[SUPPLIED ENTRIES]:
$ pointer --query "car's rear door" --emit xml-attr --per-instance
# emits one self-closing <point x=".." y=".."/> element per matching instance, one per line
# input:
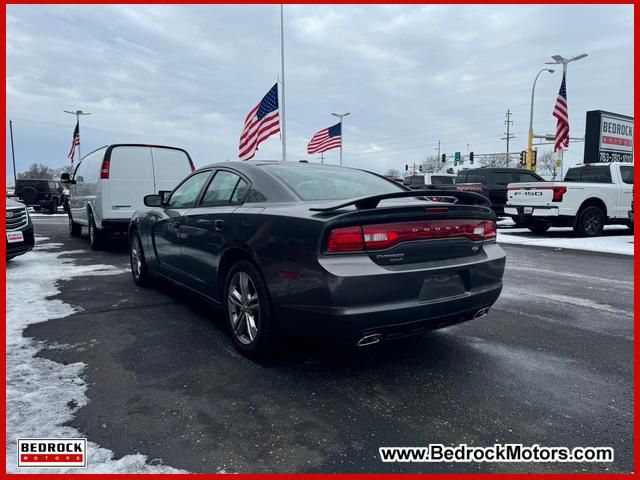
<point x="210" y="228"/>
<point x="165" y="230"/>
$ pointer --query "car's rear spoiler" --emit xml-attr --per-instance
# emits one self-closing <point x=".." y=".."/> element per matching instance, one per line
<point x="364" y="203"/>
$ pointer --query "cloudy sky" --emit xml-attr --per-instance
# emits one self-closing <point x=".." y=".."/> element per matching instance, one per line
<point x="409" y="75"/>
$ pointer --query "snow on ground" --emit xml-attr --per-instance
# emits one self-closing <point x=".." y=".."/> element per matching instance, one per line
<point x="615" y="238"/>
<point x="43" y="395"/>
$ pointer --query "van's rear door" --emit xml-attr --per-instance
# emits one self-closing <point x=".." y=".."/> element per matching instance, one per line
<point x="170" y="166"/>
<point x="130" y="179"/>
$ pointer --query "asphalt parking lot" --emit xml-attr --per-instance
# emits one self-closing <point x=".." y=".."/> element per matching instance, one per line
<point x="552" y="364"/>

[WORK REQUIRED]:
Exactly reproduce each entry, but drop the pictures.

[WRITTEN RESPONSE]:
$ pointer --query "car's rear door" --emit xml-attr --per-instance
# emits one self-closing <point x=".." y=".."/> element per matching instance, one per line
# input:
<point x="210" y="228"/>
<point x="165" y="230"/>
$ pointer --query "car's rear spoiler" --emit xml-attr --per-instance
# emits one self-closing <point x=".." y=".."/> element per matching instance, one per line
<point x="364" y="203"/>
$ pointer --query "cloudy sky" --emit xml-attr --per-instance
# emits one self-closing <point x=".." y=".."/> element per matching instance, one per line
<point x="409" y="75"/>
$ pointer --query "snow on ground" --emit xml-attr --per-instance
# emits one self-closing <point x=".." y=".."/> element per matching instance, one per line
<point x="615" y="238"/>
<point x="43" y="395"/>
$ pointer --query "van's rear door" --emit xml-attr --per-instance
# emits one self-closing <point x=".." y=".."/> element per matching instance, one per line
<point x="170" y="166"/>
<point x="130" y="179"/>
$ pointer --query "asphalt parking lot" --emit xml-attr --per-instance
# emits one self-closing <point x=".." y=".."/> element per matching instance, one per line
<point x="552" y="364"/>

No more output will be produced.